* **ACTIVITY**
Below is a set of entries; copy all of them exactly.

START AVAILABLE RECORDS

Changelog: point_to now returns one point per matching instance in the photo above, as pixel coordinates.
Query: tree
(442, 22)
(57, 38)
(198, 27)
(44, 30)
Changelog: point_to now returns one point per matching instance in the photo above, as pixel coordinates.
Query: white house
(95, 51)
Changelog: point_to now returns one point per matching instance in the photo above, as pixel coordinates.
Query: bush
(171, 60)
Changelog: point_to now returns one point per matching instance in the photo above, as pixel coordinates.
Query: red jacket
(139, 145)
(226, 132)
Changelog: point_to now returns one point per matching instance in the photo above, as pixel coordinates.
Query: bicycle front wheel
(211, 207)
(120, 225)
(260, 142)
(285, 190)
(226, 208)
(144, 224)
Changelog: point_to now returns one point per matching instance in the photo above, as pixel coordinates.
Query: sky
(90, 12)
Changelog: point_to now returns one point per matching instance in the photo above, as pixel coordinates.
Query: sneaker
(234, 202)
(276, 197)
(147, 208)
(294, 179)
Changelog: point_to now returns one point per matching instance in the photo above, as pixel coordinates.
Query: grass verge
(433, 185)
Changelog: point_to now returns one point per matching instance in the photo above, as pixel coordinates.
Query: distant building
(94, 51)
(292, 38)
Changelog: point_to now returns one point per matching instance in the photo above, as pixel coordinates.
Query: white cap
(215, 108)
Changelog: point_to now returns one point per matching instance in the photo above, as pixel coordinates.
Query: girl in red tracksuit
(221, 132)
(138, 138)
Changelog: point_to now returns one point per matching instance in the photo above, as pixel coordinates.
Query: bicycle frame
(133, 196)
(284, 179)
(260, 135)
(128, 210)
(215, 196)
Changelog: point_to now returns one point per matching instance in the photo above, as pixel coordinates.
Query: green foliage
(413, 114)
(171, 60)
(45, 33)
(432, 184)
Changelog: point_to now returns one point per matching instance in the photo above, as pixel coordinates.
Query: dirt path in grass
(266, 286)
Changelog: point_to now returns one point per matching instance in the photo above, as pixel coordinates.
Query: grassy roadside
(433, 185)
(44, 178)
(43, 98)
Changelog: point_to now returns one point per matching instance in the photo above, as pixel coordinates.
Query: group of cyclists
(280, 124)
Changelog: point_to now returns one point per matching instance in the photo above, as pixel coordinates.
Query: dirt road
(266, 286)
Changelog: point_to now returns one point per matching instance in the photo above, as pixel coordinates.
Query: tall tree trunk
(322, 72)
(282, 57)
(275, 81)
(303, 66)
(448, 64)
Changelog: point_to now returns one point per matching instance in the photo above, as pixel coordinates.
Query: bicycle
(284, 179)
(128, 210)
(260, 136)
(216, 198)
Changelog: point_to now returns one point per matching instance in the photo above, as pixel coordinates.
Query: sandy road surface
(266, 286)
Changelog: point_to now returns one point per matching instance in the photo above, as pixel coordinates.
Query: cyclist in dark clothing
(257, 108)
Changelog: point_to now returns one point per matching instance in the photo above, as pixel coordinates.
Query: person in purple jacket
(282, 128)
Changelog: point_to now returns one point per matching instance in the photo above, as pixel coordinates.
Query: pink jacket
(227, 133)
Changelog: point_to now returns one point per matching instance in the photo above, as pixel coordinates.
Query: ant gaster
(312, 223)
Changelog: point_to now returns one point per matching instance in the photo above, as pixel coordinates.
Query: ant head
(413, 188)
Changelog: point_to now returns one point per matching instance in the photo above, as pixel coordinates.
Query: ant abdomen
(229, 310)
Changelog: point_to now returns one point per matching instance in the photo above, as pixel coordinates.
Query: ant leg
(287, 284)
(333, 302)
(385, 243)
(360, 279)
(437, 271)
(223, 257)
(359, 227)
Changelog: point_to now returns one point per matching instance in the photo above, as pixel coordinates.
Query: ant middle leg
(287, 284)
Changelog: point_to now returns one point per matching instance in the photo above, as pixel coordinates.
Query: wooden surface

END AVAILABLE RECORDS

* **TASK RESULT**
Changelog: point_to now returns one point per matching instance in the photo above, as pixel coordinates.
Query: tree
(442, 22)
(57, 38)
(198, 27)
(44, 30)
Changelog: point_to now returns one point per matching instance in the photo above, as pixel coordinates.
Query: white house
(95, 51)
Changelog: point_to now returns one point per matching instance in the photo above, as pixel coordinates.
Query: bush
(171, 60)
Changelog: point_to now returns one point per matching instance in the photo above, as pixel coordinates.
Query: red jacket
(139, 145)
(226, 132)
Changelog: point_to now returns one point per matching instance in the photo above, as pixel coordinates.
Query: bicycle front wheel
(211, 207)
(120, 225)
(260, 142)
(285, 190)
(226, 208)
(144, 224)
Changelog: point_to now returns one point per matching instance in the photo above, as pixel coordinates.
Query: sky
(90, 12)
Changelog: point_to now returns one point per matching instance in the photo above, as pixel coordinates.
Query: sneaker
(234, 202)
(276, 197)
(147, 208)
(294, 179)
Changelog: point_to now returns one point per matching instance in the photo above, as pixel coordinates.
Query: grass verge
(433, 185)
Changelog: point_to now returns one point per matching instance in the photo above, as pixel coordinates.
Query: distant building
(94, 51)
(292, 38)
Changelog: point_to now returns one point per matching instance in the photo above, as pixel coordinates.
Query: white cap
(215, 108)
Changelog: point_to now returns one point per matching instance in the photo above, as pixel coordinates.
Query: girl in red tracksuit
(221, 132)
(138, 138)
Changelog: point_to now returns one point per matching instance in the photo above, as pixel coordinates.
Query: bicycle frame
(133, 196)
(284, 179)
(260, 135)
(128, 210)
(215, 196)
Changelog: point_to now returns one point per matching instance in the photo above, as pixel coordinates.
Query: green foliage
(413, 114)
(171, 60)
(45, 33)
(432, 184)
Changelog: point_to now returns one point per matching instance in the photo above, as pixel coordinates.
Query: dirt path in grass
(266, 286)
Changelog: point_to now returns one point per matching instance in the photo above, as pixel coordinates.
Query: grassy roadside
(433, 185)
(44, 178)
(43, 98)
Changelog: point_to now returns one point per matching instance in the photo above, as pixel coordinates.
Query: group of cyclists
(280, 124)
Changelog: point_to now returns one point per matching instance in the photo above, as pixel coordinates.
Query: dirt road
(266, 286)
Changelog: point_to now returns one point per matching instance in the photo above, as pixel coordinates.
Query: tall tree trunk
(322, 72)
(282, 57)
(275, 81)
(303, 66)
(448, 64)
Changelog: point_to now returns one point per matching instance in the photo above, as pixel coordinates.
Query: bicycle
(284, 179)
(128, 210)
(260, 136)
(216, 198)
Changelog: point_to now returns one point per matching instance in the photo above, as pixel coordinates.
Query: sandy road surface
(266, 286)
Changelog: point_to now returns one point per matching instance in the photo above, as pixel coordinates.
Query: cyclist in dark clothing
(257, 108)
Changelog: point_to now returns one point per matching instance in the photo above, as pixel coordinates.
Query: person in purple jacket
(282, 128)
Changelog: point_to now returns one point per matching instance in the photo above, as pixel coordinates.
Query: pink jacket
(227, 133)
Changelog: point_to now returns one point per matching instance in the photo above, as pixel coordinates.
Query: ant gaster
(312, 223)
Changelog: point_to now returns one point per matching instance in the photo above, as pixel coordinates.
Query: ant head
(413, 188)
Changelog: point_to now returns one point per matching instance in the photo above, as pixel coordinates.
Query: ant abdomen
(229, 310)
Changelog: point_to now returns one point per matching instance in the photo above, as pixel coordinates.
Query: ant leg
(287, 284)
(333, 302)
(385, 243)
(360, 279)
(437, 271)
(223, 257)
(359, 227)
Changelog: point_to now returns one point per matching instance in the photo above, as pixel coordinates.
Query: ant middle leg
(287, 284)
Changelog: point_to now returns one point per matching instance in the photo above, as pixel coordinates.
Query: wooden surface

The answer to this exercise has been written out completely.